## WHAT NEEDS TO BE DONE
Transcribe each record below word for word.

## RECORDS FOR PROCESSING
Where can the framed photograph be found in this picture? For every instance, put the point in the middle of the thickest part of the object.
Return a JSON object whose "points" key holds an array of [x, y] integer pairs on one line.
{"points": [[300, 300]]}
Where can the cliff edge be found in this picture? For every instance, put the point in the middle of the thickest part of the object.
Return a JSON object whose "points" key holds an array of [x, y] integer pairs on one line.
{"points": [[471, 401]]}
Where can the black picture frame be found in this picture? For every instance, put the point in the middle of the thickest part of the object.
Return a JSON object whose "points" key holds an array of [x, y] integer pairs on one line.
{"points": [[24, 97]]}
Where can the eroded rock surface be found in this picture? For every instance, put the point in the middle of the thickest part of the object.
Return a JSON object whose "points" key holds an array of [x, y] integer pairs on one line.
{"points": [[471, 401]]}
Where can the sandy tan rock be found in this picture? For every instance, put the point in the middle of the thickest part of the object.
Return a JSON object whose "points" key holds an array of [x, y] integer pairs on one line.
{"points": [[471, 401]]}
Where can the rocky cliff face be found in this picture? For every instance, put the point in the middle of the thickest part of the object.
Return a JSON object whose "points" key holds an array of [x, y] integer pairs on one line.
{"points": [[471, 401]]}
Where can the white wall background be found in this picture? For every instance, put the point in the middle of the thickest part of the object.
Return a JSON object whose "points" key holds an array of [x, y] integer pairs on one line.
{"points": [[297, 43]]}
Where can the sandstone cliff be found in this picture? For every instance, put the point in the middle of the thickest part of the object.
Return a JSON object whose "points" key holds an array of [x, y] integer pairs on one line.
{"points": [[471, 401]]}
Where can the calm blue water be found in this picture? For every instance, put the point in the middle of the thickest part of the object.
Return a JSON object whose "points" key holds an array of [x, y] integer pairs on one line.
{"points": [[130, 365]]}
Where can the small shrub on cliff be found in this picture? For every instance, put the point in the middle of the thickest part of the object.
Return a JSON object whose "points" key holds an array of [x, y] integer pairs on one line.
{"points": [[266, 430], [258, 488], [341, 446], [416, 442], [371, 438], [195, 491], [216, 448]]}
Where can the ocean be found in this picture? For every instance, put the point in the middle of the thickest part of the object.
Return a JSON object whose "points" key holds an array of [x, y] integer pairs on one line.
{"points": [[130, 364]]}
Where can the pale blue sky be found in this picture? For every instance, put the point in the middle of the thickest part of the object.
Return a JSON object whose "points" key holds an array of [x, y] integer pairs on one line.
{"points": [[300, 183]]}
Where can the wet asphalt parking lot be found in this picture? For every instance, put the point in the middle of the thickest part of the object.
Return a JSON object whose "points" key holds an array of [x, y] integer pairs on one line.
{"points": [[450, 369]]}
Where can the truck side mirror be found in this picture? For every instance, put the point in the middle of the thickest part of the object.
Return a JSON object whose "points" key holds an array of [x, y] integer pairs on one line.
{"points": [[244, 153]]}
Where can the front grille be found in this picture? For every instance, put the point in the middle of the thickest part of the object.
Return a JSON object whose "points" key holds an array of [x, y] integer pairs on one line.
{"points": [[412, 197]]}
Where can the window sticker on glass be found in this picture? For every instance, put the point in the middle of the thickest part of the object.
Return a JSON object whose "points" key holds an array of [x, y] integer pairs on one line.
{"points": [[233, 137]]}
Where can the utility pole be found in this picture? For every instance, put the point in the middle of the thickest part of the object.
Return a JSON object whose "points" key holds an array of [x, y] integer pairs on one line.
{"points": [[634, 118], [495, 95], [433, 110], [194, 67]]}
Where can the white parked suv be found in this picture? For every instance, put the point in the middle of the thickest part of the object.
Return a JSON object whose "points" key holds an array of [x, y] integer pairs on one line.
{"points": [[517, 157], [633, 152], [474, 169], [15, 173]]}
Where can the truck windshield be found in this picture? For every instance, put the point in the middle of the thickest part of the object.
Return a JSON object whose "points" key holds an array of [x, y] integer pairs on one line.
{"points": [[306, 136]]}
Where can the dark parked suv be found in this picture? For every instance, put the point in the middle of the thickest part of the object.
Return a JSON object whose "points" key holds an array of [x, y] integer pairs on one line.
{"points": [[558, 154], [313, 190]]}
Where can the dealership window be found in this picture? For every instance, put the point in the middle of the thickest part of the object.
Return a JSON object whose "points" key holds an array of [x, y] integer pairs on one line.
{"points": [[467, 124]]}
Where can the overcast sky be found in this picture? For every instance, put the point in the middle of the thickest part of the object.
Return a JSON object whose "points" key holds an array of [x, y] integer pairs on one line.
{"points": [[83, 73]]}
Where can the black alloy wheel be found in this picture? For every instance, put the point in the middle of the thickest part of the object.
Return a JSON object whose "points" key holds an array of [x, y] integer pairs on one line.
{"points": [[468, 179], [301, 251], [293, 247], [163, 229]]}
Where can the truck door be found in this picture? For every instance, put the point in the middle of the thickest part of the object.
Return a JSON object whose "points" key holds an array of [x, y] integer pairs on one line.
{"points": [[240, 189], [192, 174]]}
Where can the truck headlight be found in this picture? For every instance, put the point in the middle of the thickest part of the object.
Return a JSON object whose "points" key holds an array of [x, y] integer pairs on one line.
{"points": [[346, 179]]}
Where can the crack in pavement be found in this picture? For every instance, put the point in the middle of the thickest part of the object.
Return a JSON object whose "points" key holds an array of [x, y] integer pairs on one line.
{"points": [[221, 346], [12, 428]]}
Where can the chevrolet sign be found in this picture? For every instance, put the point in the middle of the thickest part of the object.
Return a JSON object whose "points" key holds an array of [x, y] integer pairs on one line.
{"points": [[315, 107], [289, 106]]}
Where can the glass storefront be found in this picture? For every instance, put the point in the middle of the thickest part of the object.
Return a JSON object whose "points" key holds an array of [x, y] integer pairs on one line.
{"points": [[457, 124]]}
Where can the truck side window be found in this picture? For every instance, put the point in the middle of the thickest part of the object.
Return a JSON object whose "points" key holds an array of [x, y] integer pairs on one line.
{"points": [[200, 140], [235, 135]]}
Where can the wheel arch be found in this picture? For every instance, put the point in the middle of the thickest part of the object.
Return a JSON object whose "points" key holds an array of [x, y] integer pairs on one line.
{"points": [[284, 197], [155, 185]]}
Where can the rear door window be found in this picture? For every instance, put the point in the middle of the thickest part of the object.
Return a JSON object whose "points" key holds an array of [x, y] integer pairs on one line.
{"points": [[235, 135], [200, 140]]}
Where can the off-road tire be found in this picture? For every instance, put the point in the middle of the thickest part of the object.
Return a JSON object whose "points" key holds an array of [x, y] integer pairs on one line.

## RESULT BELOW
Where can the framed photograph be found in this picture? For every instance, put the point in the middle of the thickest part of the object.
Return a JSON object whose "points" key holds an array of [x, y] integer pairs on one line.
{"points": [[300, 300]]}
Where can the cliff edge be found in this picture? For every instance, put the point in the middle of the thickest part of the object.
Return a JSON object whose "points" key holds an array of [x, y] integer pairs on one line.
{"points": [[471, 401]]}
Where can the black picture frame be found in this picture? For every instance, put the point in the middle of the thickest part of the object.
Return a JSON object whose "points" key holds an array of [x, y] integer pairs on one line.
{"points": [[24, 97]]}
Where can the eroded rock surface be found in this picture? For every instance, put the point in the middle of the thickest part of the object.
Return a JSON object whose "points" key holds an array of [x, y] integer pairs on one line.
{"points": [[471, 401]]}
Where can the sandy tan rock be found in this picture? For every instance, put the point in the middle of the thickest part of the object.
Return a JSON object whose "points" key holds an array of [x, y] integer pairs on one line.
{"points": [[471, 401]]}
Where can the rocky cliff face be found in this picture? For every instance, put the point in the middle of the thickest part of the object.
Return a JSON object whose "points" key holds an array of [x, y] integer pairs on one line.
{"points": [[471, 401]]}
Where can the white wall background be found in this picture? For every instance, put the point in the middle of the thickest part of the object.
Return a JSON object whose "points" key holds an array of [x, y] integer pairs on one line.
{"points": [[297, 43]]}
Where can the sandstone cliff be found in this picture? For every instance, put the point in the middle of the thickest part of the object.
Return a JSON object whose "points" key holds an array of [x, y] integer pairs on one line.
{"points": [[471, 401]]}
Where can the calm blue water be found in this picture? For every instance, put the point in the middle of the thickest part of the object.
Return a JSON object whose "points" key holds an array of [x, y] integer pairs on one line.
{"points": [[130, 365]]}
Where can the small shrub on cliff be found in this picture? For every instance, put the point in the middle of the thickest part of the object.
Return a JSON object whose "points" key holds an array of [x, y] integer pairs on one line.
{"points": [[266, 430], [258, 488], [341, 446], [416, 442], [371, 438], [195, 491], [216, 448]]}
Where can the ocean be found in this picture? For every instance, put the point in the middle of the thickest part of the object.
Return a JSON object whose "points" key holds an array of [x, y] integer pairs on one line.
{"points": [[130, 364]]}
Where can the pale blue sky be found in this picture? For every instance, put the point in the middle of the thickest part of the object.
Return a JSON object whose "points" key holds an array of [x, y] integer pairs on one line.
{"points": [[300, 183]]}
Where can the wet asphalt parking lot be found in this picture? For every instance, put the point in the middle of the thickest part of the object.
Return a JSON object whose "points" key holds an array of [x, y] integer pairs on one line.
{"points": [[450, 369]]}
Where can the truck side mirror be found in this picture? For every instance, put the point in the middle of the thickest part of the object.
Return a JSON object whose "points" key holds an array of [x, y] integer pairs on one line.
{"points": [[244, 153]]}
Where can the front grille be found in this picture? For every instance, put the point in the middle of the thickest part of the object.
Return a JSON object whose "points" key holds an array of [x, y] integer pairs on one line.
{"points": [[412, 197]]}
Where can the window sticker on glass be found in this picture? For every instance, put the point in the middle of the thickest part of the object.
Return a JSON object whose "points" key holds an array of [x, y] integer pairs on one line.
{"points": [[233, 137]]}
Where can the utility pole be found in this picture? For every instance, put the point in the middle of the thickest part of the object.
Return a JSON object whose "points" key holds an array of [x, y] integer pairs on one line.
{"points": [[634, 118], [495, 95], [433, 110], [194, 67]]}
Where can the white parked suv be found in this picture? For every instance, put the point in the middle of the thickest part of the object.
Return a JSON object whose "points" key holds an array of [x, y] integer pairs on one line.
{"points": [[517, 157], [633, 152], [474, 169], [15, 173]]}
Where can the truck windshield be found in this picture? For every instance, put the point in the middle of the thickest part of the object.
Return a JSON object whose "points" key holds an array of [x, y] integer pairs on one line.
{"points": [[306, 136]]}
Where can the dark parked suv be found in this picture? For every instance, put the point in the middle of the thickest part of the object.
Return a JSON object whose "points" key holds an array of [x, y] integer pairs on one line.
{"points": [[558, 154], [313, 190]]}
Where can the dealership window be found in this picture? For every instance, put the point in the middle of the thickest part of the object.
Return a JSON object whose "points" key holds an array of [x, y] integer pairs on one line.
{"points": [[467, 124]]}
Where can the overcast sky be found in this picture? For every instance, put the point in the middle of the thickest part of the object.
Return a JSON object whose "points" key holds an array of [x, y] integer pairs on one line.
{"points": [[83, 73]]}
Where can the black alloy wheel be found in this picture? For every instance, put the point in the middle of the thickest part of the object.
Return a JSON object whose "points" key holds an array of [x, y] integer pairs on one line.
{"points": [[468, 179], [301, 251], [293, 247], [163, 229]]}
Where can the truck door be found in this picture? For every instance, put the point in the middle of the thickest part of the object.
Return a JSON object whose "points" key holds an array of [x, y] integer pairs on one line.
{"points": [[240, 189], [192, 174]]}
Where can the truck headlight be found in this picture? For every instance, put the point in the middle of the thickest part of the object.
Return a JSON object whose "points" key holds an array of [x, y] integer pairs on one line.
{"points": [[346, 179]]}
Where can the crack in pavement be found in this picture? For every instance, put the point in the middle of the thickest part of the object.
Return a JSON object whose "points" key holds an array of [x, y] integer pairs on one line.
{"points": [[221, 346], [12, 428]]}
Where can the chevrolet sign be found in this picture? For every instance, put the point in the middle of the thickest part of the object.
Return a JSON object whose "points" key holds an array of [x, y] integer pairs on one line.
{"points": [[315, 107], [289, 106]]}
Where can the glass storefront be found in this picture? For every instance, put the point in the middle of the thickest part of the object.
Return a JSON object whose "points" key holds an array of [x, y] integer pairs on one line.
{"points": [[457, 124]]}
Where can the truck side window be found in this picture? For every instance, put the point in the middle of the thickest part of the object.
Return a JSON object whose "points" key holds an array of [x, y] integer pairs on one line.
{"points": [[200, 140], [235, 135]]}
Where can the wheel arch be found in this picture? For every instance, put the point in the middle of the thickest part of the object.
Return a JSON object whose "points" key holds an array of [x, y] integer pairs on one line.
{"points": [[284, 197], [155, 185]]}
Where can the rear door window be found in this picture? For every instance, put the point in the middle of the thickest part of the object.
Return a JSON object whose "points" key holds an array of [x, y] integer pairs on one line.
{"points": [[235, 135], [200, 140]]}
Where can the off-road tire be found in this picture? For every instance, put the point in the middle of the thickest part of the object.
Return a JSON object whose "points" key holds an array of [x, y] integer pairs on one line.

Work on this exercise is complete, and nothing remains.